> _Brano scelto_:
=-=-=-=-=

Non solo chi vive da solo è interessato a questo articolo, ma un po’ tutti. C’è chi è sposato e non si sente capito dal coniuge, o è lontano dalla famiglia per lavoro. C’è chi ancora non ha trovato un partner come c’è anche chi lo ha perso perché deceduto o separato. C’è chi vive in famiglia ma passa alcune ore da solo. C’è chi è malato, e c’è chi vive da solo per scelta. Tante, tante solitudini, fisiche, mentali e spirituali. Tutte queste condizioni potrebbero essere interessate agli sviluppi di questo articolo.

 

Sant’Onofrio

Il 12 di Giugno abbiamo festeggiato Sant’Onofrio. Si tratta di un Santo del V° secolo, che visse dapprima come monaco ad Emopolis, per poi scegliere la vita da eremita nel deserto. I suoi biografi del tempo dicono significativamente: “Scelse la forma di vita più perfetta”. Qui merita fare una prima riflessione: per molti Padri del tempo la vita solitaria nel deserto era la forma di vita più perfetta. Sono parole che pesano ed interrogano. Oggi infatti la solitudine è disprezzata. Allora era ricercata e benedetta. Qualcuno potrebbe dire: anche ora è benedetta, purché consacrata….Si certo. Ma forse questa forma di vita non è soltanto una leggenda che alimenta il fervore dei pii cristiani. Può diventare qualcosa di concreto, capace di entrare nel vivo della nostra vita. Certo! Come tutte le cose davvero belle e sante. Vedremo come. Onofrio trascorse nel deserto ben 70 anni. Completamente sconosciuto e nascosto.  Un bel giorno, un altro monaco egiziano, di nome Pafnuzio, si inoltrò nel deserto alla ricerca degli eremiti, di cui desiderava fare conoscenza. Dopo 21 giorni, vide apparire una figura umana di terribile aspetto, ricoperta da capo a piedi solo dai lunghi capelli e da qualche foglia. Questo abbigliamento era solito negli anacoreti, che abituati a star soli e visti solo dagli angeli, alla fine facevano a meno di un indumento difficile a procurarsi o a sostituire lì nel deserto.

=-=-=-=-=

(Record di dati)
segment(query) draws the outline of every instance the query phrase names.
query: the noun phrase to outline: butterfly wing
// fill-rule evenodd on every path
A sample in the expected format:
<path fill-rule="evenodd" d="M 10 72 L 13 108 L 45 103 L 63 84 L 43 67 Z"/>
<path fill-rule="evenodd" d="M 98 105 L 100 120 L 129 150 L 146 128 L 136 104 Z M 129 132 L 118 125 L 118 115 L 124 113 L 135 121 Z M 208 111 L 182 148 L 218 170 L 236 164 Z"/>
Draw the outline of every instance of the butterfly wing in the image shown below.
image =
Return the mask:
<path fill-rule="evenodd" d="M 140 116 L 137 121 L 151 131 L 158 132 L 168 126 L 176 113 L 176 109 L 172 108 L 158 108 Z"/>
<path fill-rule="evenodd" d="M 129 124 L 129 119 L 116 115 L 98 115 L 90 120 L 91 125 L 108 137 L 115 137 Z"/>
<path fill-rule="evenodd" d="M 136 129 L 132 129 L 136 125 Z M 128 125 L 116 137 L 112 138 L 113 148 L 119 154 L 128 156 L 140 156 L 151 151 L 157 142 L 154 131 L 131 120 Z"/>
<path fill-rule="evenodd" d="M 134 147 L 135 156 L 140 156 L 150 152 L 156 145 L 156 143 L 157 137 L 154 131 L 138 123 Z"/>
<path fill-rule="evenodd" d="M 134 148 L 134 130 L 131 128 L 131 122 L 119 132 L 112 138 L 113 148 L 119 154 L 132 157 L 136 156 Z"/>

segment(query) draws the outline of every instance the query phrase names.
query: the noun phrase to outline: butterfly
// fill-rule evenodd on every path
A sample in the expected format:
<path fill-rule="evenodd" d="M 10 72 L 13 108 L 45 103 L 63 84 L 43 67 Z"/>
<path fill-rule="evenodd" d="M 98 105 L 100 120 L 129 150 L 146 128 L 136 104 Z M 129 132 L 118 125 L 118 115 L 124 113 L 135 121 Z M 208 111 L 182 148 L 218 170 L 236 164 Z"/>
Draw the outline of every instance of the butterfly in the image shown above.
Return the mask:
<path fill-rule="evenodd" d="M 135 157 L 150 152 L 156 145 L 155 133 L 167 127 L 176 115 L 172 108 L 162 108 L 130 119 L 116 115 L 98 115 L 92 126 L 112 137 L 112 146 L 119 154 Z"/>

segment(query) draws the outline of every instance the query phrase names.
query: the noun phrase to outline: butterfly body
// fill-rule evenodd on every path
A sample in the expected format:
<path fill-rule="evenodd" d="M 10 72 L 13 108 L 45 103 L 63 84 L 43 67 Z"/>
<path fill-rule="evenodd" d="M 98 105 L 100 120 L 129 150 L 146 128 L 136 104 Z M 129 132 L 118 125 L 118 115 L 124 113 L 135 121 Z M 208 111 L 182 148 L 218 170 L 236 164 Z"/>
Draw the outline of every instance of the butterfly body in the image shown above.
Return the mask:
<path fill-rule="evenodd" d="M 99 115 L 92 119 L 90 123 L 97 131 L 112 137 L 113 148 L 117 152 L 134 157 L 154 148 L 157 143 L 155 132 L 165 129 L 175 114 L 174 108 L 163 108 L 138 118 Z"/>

=-=-=-=-=

> _Cosa si chiede_:
A: Rispondi a queste domande sul brano su Sant’Onofrio:
(i) Di quali tipi sono le solitudini di cui parla il brano?
(ii) In che giorno è stato festeggiato Sant’Onofrio?
(iii) Dopo quanti giorni di cammino nel deserto Pafnuzio vide apparire una figura umana?
B: Riporta la parte del brano su Sant’Onofrio che comincia con "Non solo chi" e termina con "di questo articolo.".
C: Trasforma in un elenco puntato il paragrafo del brano su Sant’Onofrio che comincia con "Non solo chi vive da solo", senza perdere le informazioni principali.

> _Risposte per compito_:
A:
(i) Fisiche, mentali e spirituali.
(ii) Il 12 giugno.
(iii) Dopo 21 giorni.

B:
Non solo chi vive da solo è interessato a questo articolo, ma un po’ tutti. C’è chi è sposato e non si sente capito dal coniuge, o è lontano dalla famiglia per lavoro. C’è chi ancora non ha trovato un partner come c’è anche chi lo ha perso perché deceduto o separato. C’è chi vive in famiglia ma passa alcune ore da solo. C’è chi è malato, e c’è chi vive da solo per scelta. Tante, tante solitudini, fisiche, mentali e spirituali. Tutte queste condizioni potrebbero essere interessate agli sviluppi di questo articolo.

C:
L’articolo interessa un po’ tutti, non solo chi vive da solo:
- chi è sposato e non si sente capito dal coniuge;
- chi è lontano dalla famiglia per lavoro;
- chi non ha ancora trovato un partner;
- chi ha perso il partner perché è morto o per una separazione;
- chi vive in famiglia ma passa alcune ore da solo;
- chi è malato;
- chi vive da solo per scelta.
Sono tante solitudini, fisiche, mentali e spirituali.